Set exercise
Please revise the lines below so that "white baseboard" becomes "white trim", keeping everything else the same.

Excerpted records
····················

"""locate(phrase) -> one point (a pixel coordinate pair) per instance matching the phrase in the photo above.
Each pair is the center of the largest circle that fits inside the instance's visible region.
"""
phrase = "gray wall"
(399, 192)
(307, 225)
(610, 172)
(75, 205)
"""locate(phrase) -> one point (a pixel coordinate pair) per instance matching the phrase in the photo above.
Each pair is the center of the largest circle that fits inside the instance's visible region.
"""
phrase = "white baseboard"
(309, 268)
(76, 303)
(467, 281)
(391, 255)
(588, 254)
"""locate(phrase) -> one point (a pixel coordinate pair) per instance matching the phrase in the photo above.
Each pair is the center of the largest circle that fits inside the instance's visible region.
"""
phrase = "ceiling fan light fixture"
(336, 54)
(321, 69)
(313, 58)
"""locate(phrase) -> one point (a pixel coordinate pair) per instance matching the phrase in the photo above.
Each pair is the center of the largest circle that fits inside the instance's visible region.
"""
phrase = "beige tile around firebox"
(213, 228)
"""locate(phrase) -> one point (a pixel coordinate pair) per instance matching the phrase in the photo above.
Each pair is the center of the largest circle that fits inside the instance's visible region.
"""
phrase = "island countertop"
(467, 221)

····················

Solution for this problem
"""locate(phrase) -> one point (a pixel coordinate pair) per instance matching the phrase in the photo above.
Each pair is the center of the largest circle that fits inside the instance's visible region.
"""
phrase = "gray wall"
(399, 192)
(307, 225)
(610, 172)
(75, 205)
"""locate(phrase) -> one point (a pixel coordinate pair) per instance matching the phrase in the photo above.
Each pair is the center of the largest circle that fits inside the instance's visible region.
"""
phrase = "white trim"
(309, 268)
(76, 303)
(467, 281)
(391, 255)
(588, 254)
"""locate(phrase) -> one point (a pixel coordinate pair) per instance matching the phrase in the photo above.
Each pair is the center of the largest circle that fits inside the instance's visible region.
"""
phrase = "ceiling fan light fixture"
(336, 54)
(321, 69)
(313, 58)
"""locate(phrase) -> one point (a pixel coordinate pair) per instance matching the phrase in the photo above.
Each pair is the center of the largest circle that fits inside the instance's visible region.
"""
phrase = "beige tile around firebox"
(213, 228)
"""locate(phrase) -> one point (a pixel coordinate pair) per instance matching the phrase in the photo above.
Each pair is the center of the largest circle that fits inside the instance's visible region.
"""
phrase = "island countertop"
(467, 221)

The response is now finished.